**作業内容**
1. 車の寸法と室内装備を扱った本文について、次の(a)〜(c)がそれぞれ本文と合っているかを「はい」か「いいえ」で答え、判断の決め手となる本文の語句をそのまま引用してください。(a) ホイールベースは2,785mmである。(b) ラミネーテッドガラスはすべての仕様に標準装備されている。(c) 後席のニースペースは先代のC5セダンより66mm広がった。
2. 車の寸法と室内装備を扱った本文を、最後の文の後から書き継いでください。

ボディサイズは、全長4,805mm、全幅1,865mm、全高 1,490mmという、Dセグメントの中心に位置するゆとりあるサイズとなっている。ホイールベースは2,785mmで、低重心でスタイリッシュなロングボディと流麗なフォルムは、大人5人が快適に過ごせる。
広いガラスエリアに囲まれた明るいキャビンは、水平基調にデザインしたダッシュボードと、フロントドアまで回り込ませたウッド調のデコラティブパネルがゆとりある空間を演出している。さらに室内に開放感をもたらすためにリアクォーターにもウィンドウを設け、360度のガラスエリアを実現した。
静粛性にも配慮し、複層構造のラミネーテッドガラスを採用し(SHINE PACKに標準装備)、外部からのノイズを最小限に抑える。さらにSHINE PACKには、サンシェード付きのスライディングガラスサンルーフを装備し、開閉式で外気を取り入れることも可能となっている。
すべてのシートに快適な座り心地をもたらす、シトロエン独自のアドバンストコンフォートシートを採用。ベースに低反発効果のある高密度ウレタンを使用し、表層部に15mmの厚さでやわらかなスポンジを挟む手法を用いている。高密度で厚みのある構造が生み出す姿勢保持性とコンフォート性能は、長時間の移動でもリラックスでき、リビングルームでくつろいでいるかのような快適な座り心地を実現している。また2,785mmのロングホイールベースにより、後席のニースペースを先代の C5セダンから66mm拡大させるなど、リアシートの快適性も飛躍的に向上している。
C4よりもさらに大きくワイドな高精細の12インチタッチスクリーンをダッシュボード中央の上部に備え、スマートフォンなどのように指先のスクロールやスワイプなど直感的な操作を可能にした。複数の情報を同時に表示させるウィジェットも可能な、より使いやすいシステムへと進化している。
コネクテッドナビゲーションシステムを標準装備し、リアルタイム交通情報を活用したルート検索および案内が可能だ。さらに音声認識システムを搭載し、呼びかけることでシステムを起動させることが可能だ。さらに目的地、エアコンの温度設定、ラジオ局の選択、ハンズフリー通話、天気予報など、さまざまな機能を音声で作動・変更・停止することができる。また、ミラースクリーン機能により、Apple CarPlay/ Android Auto ともシームレスにつなぐことが可能だ。

**提供資料**
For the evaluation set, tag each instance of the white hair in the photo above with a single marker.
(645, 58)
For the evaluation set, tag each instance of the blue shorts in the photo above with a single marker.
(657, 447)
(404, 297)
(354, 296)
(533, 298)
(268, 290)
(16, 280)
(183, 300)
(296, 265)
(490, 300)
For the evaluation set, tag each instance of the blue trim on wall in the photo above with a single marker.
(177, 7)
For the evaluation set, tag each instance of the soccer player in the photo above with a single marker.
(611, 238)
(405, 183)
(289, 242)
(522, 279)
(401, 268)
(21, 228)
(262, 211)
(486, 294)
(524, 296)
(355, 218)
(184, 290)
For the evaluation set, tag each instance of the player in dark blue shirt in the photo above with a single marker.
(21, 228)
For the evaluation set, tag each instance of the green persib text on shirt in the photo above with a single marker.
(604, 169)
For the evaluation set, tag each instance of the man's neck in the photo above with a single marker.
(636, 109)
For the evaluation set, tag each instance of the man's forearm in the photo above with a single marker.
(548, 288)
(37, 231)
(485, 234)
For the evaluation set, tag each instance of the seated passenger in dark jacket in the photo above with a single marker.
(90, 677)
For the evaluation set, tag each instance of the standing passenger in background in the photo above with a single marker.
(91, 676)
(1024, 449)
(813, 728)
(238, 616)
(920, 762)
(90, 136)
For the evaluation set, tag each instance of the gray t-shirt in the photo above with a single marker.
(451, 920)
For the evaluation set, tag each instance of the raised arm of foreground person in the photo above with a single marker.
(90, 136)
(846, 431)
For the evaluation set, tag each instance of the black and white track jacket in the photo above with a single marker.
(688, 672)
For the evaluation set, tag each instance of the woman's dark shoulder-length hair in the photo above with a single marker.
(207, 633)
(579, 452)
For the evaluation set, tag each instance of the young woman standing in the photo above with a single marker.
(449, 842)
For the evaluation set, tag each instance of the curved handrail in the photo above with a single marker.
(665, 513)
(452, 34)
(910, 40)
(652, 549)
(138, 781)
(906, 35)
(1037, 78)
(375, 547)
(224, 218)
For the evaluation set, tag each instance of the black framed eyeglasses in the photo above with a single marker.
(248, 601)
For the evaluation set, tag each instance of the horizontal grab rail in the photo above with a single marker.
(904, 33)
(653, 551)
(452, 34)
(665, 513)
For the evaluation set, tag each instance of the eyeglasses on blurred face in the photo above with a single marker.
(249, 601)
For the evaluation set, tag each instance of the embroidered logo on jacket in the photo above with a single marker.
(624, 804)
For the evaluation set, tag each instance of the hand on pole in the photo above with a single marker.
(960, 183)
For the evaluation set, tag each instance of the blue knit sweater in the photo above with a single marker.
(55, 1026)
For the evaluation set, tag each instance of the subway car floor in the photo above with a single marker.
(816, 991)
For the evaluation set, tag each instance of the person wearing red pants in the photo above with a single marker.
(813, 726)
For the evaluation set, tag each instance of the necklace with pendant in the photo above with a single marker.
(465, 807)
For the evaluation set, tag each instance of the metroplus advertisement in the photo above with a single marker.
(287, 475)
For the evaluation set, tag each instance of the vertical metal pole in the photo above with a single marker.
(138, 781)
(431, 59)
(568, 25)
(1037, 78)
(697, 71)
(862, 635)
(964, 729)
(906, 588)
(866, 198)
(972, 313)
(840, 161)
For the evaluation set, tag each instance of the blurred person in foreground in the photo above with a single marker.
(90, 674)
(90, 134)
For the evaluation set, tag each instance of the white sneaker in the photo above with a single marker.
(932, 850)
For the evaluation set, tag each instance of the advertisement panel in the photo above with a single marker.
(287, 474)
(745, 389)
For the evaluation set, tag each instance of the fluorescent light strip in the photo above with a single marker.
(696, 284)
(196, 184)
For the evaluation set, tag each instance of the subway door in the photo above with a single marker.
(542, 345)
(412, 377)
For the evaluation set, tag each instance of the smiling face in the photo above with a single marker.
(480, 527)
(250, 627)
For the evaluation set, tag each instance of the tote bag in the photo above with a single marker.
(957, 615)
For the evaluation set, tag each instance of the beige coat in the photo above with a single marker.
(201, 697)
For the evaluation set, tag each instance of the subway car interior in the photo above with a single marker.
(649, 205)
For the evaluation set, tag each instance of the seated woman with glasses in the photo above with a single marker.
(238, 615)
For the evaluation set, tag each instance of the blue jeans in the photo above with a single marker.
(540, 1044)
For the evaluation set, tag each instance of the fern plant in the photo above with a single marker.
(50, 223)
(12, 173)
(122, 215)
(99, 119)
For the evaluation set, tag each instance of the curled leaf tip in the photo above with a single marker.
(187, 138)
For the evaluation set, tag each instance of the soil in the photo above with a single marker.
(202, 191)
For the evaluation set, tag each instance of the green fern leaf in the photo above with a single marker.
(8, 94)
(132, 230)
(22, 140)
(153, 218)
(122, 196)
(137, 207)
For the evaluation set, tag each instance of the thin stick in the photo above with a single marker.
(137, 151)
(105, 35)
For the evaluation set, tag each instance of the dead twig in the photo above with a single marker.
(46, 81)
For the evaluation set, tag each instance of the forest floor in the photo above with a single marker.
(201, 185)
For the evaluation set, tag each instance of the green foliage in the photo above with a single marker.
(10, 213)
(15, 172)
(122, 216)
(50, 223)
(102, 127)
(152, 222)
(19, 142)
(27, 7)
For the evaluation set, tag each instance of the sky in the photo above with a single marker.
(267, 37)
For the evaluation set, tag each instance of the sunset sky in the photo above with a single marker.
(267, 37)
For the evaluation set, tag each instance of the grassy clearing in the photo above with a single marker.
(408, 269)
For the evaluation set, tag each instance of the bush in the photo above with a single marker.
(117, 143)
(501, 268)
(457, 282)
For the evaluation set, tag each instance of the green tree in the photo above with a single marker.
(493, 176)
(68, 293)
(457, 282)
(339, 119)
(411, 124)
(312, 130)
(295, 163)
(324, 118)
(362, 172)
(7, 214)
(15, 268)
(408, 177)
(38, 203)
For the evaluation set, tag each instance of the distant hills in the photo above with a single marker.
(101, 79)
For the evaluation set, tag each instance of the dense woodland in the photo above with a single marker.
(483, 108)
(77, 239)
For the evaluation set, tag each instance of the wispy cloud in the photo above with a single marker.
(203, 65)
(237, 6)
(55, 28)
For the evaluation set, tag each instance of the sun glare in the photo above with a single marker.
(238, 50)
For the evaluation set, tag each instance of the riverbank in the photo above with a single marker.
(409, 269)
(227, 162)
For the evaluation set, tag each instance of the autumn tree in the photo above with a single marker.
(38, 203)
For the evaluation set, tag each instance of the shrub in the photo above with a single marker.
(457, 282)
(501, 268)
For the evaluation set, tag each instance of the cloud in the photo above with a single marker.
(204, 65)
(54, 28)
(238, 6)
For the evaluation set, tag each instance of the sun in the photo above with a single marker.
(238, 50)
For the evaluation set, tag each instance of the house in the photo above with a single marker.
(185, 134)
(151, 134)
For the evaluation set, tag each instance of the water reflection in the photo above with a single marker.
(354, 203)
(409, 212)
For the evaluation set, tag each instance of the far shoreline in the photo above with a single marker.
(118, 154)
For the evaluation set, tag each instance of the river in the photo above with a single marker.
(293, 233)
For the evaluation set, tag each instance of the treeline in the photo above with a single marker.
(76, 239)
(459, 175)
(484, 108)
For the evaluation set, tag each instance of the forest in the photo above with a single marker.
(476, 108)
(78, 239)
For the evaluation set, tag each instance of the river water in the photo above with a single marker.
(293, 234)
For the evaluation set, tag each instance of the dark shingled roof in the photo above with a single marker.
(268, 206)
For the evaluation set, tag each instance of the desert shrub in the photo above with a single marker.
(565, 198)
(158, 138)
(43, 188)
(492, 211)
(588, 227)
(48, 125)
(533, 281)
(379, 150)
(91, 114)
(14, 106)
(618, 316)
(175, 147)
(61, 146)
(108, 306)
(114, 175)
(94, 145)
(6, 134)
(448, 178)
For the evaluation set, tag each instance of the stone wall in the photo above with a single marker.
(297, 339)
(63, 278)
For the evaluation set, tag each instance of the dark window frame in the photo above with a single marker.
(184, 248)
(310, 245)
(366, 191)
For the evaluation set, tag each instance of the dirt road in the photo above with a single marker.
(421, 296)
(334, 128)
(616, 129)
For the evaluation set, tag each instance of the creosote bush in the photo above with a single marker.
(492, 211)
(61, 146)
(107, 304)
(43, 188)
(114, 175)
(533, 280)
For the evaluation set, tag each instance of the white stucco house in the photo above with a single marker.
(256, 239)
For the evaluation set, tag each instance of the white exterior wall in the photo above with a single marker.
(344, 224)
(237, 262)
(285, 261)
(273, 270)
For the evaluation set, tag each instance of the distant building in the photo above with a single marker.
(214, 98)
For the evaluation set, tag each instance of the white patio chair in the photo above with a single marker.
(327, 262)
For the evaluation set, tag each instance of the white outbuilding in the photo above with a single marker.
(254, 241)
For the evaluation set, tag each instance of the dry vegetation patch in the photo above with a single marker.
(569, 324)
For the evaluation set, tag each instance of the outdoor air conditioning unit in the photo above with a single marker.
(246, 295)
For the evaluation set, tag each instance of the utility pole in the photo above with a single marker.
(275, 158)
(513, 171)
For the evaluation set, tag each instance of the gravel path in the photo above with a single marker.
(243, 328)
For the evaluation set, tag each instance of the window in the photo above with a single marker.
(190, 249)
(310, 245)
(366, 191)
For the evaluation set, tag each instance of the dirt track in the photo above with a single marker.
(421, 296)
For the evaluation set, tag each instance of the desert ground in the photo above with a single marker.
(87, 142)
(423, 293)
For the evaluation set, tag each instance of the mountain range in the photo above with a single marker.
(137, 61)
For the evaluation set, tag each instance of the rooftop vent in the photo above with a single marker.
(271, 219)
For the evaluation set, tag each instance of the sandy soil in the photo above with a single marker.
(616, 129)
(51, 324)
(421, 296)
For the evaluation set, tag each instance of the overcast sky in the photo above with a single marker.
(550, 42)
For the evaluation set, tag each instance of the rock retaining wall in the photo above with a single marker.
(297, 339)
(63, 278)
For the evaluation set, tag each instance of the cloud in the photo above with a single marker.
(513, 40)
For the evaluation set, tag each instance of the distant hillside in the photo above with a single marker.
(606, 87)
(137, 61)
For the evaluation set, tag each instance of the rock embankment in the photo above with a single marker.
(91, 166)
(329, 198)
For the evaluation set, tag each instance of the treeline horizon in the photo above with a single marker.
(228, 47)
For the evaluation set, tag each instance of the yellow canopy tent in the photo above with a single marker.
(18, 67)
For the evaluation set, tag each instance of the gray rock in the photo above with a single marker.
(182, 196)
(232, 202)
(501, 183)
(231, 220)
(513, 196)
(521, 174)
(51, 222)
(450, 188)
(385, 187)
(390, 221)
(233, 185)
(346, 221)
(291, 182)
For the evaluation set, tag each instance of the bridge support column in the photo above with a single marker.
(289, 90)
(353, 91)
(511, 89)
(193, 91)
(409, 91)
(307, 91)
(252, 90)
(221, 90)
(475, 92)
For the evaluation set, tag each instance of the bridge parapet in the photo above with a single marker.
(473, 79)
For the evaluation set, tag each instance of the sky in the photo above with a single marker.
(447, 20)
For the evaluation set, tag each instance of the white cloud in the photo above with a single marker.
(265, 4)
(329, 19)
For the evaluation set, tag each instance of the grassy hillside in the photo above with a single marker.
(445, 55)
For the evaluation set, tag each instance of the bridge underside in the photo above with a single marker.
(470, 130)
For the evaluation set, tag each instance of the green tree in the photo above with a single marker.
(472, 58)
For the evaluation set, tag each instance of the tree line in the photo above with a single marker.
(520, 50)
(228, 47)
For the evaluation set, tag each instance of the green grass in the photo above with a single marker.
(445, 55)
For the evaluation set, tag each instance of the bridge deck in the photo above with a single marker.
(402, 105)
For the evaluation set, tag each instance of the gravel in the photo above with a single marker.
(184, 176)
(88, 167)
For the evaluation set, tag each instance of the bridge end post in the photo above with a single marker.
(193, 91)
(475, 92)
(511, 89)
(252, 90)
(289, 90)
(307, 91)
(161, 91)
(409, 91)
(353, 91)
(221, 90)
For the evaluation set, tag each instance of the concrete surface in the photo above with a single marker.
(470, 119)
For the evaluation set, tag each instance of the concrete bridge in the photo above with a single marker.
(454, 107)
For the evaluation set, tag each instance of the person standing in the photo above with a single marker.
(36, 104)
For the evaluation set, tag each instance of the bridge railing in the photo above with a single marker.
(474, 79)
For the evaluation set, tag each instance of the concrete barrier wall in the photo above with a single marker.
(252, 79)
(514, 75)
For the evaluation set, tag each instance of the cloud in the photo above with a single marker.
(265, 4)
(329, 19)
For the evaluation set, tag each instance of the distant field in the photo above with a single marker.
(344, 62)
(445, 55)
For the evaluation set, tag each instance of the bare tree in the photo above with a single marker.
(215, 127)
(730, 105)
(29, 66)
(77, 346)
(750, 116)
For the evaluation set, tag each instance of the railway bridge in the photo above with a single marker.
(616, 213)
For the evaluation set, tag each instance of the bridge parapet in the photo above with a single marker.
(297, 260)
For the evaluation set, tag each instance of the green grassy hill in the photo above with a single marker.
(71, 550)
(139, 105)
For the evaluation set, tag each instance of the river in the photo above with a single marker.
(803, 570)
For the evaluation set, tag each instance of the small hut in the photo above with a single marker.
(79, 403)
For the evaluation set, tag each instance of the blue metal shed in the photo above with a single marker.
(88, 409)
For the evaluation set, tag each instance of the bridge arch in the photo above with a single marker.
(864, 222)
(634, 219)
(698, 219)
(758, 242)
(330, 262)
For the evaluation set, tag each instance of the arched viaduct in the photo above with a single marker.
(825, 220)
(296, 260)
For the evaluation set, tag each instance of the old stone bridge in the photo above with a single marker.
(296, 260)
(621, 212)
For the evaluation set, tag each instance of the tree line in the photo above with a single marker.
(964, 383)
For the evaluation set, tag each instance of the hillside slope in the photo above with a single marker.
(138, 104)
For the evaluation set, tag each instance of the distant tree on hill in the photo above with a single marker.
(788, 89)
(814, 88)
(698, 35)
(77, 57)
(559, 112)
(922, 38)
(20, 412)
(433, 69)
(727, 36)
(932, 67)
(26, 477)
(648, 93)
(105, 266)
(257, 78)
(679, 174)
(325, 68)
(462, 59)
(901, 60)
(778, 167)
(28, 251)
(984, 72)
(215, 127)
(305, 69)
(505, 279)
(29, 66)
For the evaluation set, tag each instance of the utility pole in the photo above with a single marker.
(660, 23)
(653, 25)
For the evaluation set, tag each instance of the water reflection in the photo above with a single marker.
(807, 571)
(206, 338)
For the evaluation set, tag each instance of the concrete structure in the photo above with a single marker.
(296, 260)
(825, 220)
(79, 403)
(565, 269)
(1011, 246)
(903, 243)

**回答一覧**
1.
(a) はい：「ホイールベースは2,785mmで」
(b) いいえ：「複層構造のラミネーテッドガラスを採用し(SHINE PACKに標準装備)」
(c) はい：「後席のニースペースを先代の C5セダンから66mm拡大させる」

2.
運転に必要な情報をフロントウィンドウに投影するエクステンデット ヘッドアップディスプレイを初めて採用した。車速やナビゲーションのルート、認識した標識(制限速度など)、ドライバーアシスト機能の作動などを、約4.5m先の路面上に浮かびあがるかのようにバーチャル感覚で表示する。ドライバーは前方視界から目を逸らさずに情報を読み取ることが可能だ。
やはりシトロエンの真骨頂といえば、サスペンション。“魔法の絨毯”と形容されるシトロエン独自のハイドロニューマチックサスペンションの流れをくむ最新のシステム、プログレッシブ・ハイドローリック・クッション(PHC)を全車に標準装備した。ショックアブソーバー内にセカンダリーダンパーを組みこむことで、従来のシステムでは吸収しきれなかったショックを抑制し、フラットライドを実現している。
プラグインハイブリッドモデルには、このシステムをさらに進化させ、走行モードに応じてダンパー内の油圧をコントロールするアドバンストコンフォート アクティブサスペンションを初めて採用した。4つのモードを選べるこのサスペンションシステムは、路面をまるで飛んでいるかのようなフィーリングを実現するため、走行中のダンピングを弱めるとともに、コーナリングにも対応する。速度域や路面状況に応じて柔軟なダンピング調整が可能となり、洗練された極上の乗り心地を実現している。プロダクトマネージャーの水谷昌弘氏によれば「わざわざマンホールに乗りたくなる」ほどだという。これは乗り心地が楽しみだ。
EV走行可能距離は65kmと、平均的な1日あたりの走行距離をカバーするゼロエミッションを実現するとともに、ガソリンエンジンによりバッテリー残量を気にすることなく長距離ドライブが楽しめる。トランスミッションは、エンジンおよび電動モーターの出力に対応するため、プラグインハイブリッド専用の電動対応型8速ATである e-EAT8 を搭載している。トルクコンバーターに代わる湿式多板クラッチにより、エンジンとモーターのスムーズな動力伝達で前輪を駆動する。
とくにPHEVの方では、EV走行可能距離は65kmもある。十分通勤なら電気のみで走れるという人もいるだろう。Dセグメントで大型ではあるが、ボディの空力も航続距離の長さに貢献しているとのことだった。満充電時間の目安は普通充電器(200V 3kW)で約5時間 、ウォールボックスタイプの普通充電器(200V 6kW)で約2.5時間となっている。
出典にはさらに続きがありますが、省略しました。